Things to do:
a) In the passage about the racehorse Elbio, what win did yesterday's race give him, and from how many starts?
b) Continue the passage about the racehorse Elbio from where it stops.

Source passage:
+--

The corpuscle count in Elbio's veins has been unsatisfactory for much of this season, and it was only days ago that the horse's trainer, Peter Makin, saw the chart return to normal.

'He's really had his problems this year,' Makin said. 'He's pulled a muscle in his back, he's had an infection in a joint and his blood only came right for the first time this week.'

Such infirmity has not characterised the whole of Elbio's career, however, and yesterday represented his ninth win from 21 starts and the collection of well over pounds 300,000 in prize money.

A record such as this would normally have prospective purchasers in a lather, but Elbio's plebian origins have ensured he has gathered dust in racing's shop window. 'He's been on the market but one of the joys of the recession is that nobody has wanted him,' Makin said. 'He hasn't got a fashionable American pedigree.'

The Wiltshire trainer, who was recording his sixth winner at the Royal meeting, had had to find a new stable lad to rouse his horse in the mornings this season. Elbio's previous groom, Bob Chapman, so enjoyed the surroundings and hospitality of the horse's venture to the Breeders' Cup at Gulfstream Park last October that he tore up the return portion of his ticket.

+--

Given records:
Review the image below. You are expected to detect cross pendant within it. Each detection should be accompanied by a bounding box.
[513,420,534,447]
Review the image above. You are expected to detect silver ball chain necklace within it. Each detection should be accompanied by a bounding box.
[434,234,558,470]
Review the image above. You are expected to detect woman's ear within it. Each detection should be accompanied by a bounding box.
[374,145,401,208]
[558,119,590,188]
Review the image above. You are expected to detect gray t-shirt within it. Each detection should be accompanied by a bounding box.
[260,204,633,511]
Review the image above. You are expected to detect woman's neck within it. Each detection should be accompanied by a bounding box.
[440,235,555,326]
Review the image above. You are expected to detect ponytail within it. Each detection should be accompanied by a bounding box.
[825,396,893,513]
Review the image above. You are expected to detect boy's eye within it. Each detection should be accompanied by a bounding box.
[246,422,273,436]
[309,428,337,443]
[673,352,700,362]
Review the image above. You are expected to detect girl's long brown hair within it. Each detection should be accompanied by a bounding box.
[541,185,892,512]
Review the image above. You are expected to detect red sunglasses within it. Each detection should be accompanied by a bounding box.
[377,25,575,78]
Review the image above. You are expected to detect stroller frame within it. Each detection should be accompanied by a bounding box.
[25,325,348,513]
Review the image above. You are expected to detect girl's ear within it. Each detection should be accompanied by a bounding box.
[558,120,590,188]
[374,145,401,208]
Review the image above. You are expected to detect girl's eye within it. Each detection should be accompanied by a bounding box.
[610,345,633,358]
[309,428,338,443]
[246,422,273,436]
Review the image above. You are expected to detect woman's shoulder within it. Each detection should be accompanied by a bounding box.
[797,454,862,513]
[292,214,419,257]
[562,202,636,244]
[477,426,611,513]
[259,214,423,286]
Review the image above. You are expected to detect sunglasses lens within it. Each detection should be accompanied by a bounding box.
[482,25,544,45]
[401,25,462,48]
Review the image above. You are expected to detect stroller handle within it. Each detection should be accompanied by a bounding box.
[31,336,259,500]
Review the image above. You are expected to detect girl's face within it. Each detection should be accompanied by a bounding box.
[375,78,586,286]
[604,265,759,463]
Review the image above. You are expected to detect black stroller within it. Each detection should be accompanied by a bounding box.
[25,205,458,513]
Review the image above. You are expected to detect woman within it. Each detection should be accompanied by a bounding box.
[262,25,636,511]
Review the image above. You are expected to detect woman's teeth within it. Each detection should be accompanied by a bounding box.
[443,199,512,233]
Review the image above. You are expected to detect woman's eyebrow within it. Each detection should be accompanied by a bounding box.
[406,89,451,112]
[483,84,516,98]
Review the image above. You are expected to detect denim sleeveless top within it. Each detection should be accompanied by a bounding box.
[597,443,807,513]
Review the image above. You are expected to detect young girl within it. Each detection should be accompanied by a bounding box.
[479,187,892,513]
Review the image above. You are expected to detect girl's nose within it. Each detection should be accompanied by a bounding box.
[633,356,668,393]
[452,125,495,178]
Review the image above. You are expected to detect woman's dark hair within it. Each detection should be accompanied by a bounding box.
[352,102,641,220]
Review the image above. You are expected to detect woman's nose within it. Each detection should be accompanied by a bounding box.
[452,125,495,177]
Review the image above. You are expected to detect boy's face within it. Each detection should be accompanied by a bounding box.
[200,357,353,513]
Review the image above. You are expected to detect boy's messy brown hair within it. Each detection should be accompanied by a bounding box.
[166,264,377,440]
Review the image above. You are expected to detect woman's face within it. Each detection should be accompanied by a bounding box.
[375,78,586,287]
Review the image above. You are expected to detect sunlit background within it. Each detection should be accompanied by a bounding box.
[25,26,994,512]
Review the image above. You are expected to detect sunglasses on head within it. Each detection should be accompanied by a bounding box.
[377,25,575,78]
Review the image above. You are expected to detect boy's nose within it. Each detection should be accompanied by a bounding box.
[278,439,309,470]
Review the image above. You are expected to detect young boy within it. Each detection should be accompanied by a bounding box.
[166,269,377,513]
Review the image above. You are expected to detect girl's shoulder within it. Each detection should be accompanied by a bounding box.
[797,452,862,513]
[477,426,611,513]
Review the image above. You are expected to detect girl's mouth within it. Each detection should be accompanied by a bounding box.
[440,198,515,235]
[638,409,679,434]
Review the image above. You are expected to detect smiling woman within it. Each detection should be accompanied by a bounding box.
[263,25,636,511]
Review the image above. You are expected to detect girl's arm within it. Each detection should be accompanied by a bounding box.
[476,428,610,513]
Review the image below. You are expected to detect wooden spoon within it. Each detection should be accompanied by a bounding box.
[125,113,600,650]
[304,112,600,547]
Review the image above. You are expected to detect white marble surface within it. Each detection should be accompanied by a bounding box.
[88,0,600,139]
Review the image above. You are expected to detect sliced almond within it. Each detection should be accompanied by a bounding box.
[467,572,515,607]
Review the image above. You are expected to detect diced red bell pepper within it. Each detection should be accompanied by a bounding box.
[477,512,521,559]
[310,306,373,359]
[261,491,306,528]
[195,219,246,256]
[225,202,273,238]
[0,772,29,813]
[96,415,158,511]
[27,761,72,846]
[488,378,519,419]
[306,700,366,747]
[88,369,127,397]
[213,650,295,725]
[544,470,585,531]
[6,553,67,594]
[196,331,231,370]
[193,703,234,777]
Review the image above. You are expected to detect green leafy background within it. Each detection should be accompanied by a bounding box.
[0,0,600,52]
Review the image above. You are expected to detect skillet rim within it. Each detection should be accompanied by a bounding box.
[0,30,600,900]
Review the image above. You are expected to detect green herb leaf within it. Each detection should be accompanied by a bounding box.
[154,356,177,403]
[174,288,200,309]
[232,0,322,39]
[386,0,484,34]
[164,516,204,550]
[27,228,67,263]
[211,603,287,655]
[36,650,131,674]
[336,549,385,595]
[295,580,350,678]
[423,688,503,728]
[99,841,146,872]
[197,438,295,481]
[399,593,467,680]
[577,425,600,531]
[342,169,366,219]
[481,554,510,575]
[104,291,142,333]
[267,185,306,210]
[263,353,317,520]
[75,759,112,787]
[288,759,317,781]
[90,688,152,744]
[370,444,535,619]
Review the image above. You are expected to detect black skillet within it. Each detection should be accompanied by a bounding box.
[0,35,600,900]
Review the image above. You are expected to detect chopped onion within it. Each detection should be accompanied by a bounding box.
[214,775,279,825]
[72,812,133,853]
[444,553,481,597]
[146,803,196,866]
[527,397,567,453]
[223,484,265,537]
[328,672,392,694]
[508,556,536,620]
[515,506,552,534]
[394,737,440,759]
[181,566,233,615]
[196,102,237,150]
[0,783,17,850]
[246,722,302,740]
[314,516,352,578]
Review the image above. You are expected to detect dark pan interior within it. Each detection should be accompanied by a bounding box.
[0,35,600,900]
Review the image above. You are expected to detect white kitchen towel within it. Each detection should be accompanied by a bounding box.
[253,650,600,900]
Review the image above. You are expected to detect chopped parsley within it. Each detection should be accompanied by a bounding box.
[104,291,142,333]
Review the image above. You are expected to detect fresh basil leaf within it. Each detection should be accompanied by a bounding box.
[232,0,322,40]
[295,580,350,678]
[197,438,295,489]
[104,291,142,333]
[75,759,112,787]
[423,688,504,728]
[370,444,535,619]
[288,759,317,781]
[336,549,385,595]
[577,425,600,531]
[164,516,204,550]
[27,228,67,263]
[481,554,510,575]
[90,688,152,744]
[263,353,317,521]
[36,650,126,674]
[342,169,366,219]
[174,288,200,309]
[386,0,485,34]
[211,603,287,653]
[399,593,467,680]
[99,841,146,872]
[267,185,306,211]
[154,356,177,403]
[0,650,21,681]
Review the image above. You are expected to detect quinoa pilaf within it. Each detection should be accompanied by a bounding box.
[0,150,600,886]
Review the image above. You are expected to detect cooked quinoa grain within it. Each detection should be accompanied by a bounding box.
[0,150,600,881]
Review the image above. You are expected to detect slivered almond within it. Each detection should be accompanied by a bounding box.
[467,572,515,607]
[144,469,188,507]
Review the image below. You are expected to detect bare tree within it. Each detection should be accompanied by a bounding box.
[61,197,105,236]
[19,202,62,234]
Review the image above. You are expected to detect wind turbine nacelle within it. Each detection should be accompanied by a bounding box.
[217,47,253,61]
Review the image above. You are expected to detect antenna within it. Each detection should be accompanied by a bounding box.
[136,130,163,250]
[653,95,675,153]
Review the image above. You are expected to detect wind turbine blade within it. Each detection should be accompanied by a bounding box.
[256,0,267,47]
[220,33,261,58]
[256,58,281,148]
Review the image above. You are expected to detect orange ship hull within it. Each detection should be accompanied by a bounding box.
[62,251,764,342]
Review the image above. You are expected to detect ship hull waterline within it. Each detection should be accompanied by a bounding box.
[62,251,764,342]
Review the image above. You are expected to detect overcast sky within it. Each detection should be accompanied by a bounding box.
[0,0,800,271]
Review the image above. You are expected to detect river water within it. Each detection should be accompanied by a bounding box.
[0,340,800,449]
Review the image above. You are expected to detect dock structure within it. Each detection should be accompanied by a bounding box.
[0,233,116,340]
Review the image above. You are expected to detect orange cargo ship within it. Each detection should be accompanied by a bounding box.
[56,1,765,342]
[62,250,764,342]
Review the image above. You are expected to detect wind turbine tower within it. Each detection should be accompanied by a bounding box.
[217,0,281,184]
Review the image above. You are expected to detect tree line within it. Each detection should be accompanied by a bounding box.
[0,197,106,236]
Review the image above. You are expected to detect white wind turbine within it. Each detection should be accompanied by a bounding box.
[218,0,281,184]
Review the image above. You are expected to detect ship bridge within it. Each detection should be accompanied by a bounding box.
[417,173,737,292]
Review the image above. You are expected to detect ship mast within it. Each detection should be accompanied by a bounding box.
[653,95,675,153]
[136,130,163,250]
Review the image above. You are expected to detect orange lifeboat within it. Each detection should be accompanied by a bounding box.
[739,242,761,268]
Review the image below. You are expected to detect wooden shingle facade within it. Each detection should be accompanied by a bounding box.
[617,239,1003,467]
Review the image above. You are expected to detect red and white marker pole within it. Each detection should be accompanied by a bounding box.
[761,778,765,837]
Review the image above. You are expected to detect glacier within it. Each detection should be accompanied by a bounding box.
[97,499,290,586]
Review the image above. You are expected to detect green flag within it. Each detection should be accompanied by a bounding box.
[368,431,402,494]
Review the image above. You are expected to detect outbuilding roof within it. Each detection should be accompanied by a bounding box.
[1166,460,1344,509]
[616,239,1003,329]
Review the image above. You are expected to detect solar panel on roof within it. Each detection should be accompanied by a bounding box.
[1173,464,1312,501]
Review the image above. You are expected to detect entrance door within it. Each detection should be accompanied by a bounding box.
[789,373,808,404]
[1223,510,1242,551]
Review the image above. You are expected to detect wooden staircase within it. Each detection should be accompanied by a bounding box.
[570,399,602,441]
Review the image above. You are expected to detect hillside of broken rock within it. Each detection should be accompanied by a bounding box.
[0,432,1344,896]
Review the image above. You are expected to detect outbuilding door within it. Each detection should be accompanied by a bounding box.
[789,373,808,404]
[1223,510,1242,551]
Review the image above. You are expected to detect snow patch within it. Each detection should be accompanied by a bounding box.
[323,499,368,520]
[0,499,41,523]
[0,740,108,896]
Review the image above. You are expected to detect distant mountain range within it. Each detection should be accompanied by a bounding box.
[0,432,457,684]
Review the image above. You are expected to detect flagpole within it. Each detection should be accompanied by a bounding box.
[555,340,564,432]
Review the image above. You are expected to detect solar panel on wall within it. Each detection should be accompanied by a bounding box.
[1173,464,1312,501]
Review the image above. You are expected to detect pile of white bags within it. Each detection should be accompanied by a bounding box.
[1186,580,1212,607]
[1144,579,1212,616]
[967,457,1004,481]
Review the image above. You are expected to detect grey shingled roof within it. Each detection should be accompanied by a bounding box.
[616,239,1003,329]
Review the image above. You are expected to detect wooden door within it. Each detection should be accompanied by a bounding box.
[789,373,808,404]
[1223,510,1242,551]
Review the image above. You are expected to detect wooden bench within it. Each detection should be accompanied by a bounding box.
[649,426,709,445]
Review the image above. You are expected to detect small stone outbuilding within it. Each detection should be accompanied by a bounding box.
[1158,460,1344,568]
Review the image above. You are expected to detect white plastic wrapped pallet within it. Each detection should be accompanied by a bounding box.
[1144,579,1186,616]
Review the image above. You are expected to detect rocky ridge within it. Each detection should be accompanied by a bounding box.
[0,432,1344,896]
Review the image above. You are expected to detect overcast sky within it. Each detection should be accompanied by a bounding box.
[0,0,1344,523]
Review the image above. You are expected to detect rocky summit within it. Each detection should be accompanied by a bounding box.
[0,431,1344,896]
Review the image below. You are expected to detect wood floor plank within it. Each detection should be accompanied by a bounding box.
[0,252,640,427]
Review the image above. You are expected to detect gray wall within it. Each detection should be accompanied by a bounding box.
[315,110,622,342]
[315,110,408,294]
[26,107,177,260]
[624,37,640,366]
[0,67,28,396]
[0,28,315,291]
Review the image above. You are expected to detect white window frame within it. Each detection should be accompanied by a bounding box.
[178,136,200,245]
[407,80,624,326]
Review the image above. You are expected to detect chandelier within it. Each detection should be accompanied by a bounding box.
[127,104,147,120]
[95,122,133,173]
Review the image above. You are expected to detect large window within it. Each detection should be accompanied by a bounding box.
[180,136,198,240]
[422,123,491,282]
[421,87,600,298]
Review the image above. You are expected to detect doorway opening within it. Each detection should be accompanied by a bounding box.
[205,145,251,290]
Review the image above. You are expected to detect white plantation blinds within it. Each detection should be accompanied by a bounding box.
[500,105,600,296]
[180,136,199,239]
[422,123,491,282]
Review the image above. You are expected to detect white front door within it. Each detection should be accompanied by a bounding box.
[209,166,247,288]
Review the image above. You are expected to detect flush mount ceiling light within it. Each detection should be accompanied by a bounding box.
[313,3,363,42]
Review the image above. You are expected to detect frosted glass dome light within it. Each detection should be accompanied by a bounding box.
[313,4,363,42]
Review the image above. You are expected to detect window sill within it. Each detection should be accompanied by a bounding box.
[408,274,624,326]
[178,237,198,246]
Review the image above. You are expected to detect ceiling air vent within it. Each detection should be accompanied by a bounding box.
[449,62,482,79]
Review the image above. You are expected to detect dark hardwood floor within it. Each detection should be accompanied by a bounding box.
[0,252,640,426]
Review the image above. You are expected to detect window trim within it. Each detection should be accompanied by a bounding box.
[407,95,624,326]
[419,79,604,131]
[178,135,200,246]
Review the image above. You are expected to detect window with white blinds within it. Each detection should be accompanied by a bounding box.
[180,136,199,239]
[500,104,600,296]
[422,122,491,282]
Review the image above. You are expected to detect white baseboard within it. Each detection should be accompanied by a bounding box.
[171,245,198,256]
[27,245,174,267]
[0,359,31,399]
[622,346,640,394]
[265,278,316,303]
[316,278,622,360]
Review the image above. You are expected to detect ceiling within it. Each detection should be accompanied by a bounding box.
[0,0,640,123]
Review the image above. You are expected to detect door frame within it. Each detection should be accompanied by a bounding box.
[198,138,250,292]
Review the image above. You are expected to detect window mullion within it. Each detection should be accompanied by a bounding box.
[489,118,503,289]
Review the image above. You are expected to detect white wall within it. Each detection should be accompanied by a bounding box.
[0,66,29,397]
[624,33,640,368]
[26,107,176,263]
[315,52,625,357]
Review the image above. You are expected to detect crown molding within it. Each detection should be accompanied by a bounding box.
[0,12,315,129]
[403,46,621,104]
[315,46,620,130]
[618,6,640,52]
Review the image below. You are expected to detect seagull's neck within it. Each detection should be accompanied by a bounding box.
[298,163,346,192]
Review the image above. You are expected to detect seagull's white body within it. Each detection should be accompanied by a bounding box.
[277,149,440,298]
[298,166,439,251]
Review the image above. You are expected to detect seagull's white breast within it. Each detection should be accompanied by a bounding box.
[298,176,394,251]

+--

Results by task:
a) His ninth win from 21 starts.

b)
Victories also yesterday for men who are not backed by financial mountains when Mick Channon's Great Deeds took the Windsor Castle Stakes and Nagida captured the Wokingham Stakes for James Toller.

Channon was suitably overwhelmed by his first Royal Ascot winner, and after hugging anything with a pulse in the winners' enclosure it would have come as no surprise to see him break out with the windmill celebration that greeted each goal when he was a footballer.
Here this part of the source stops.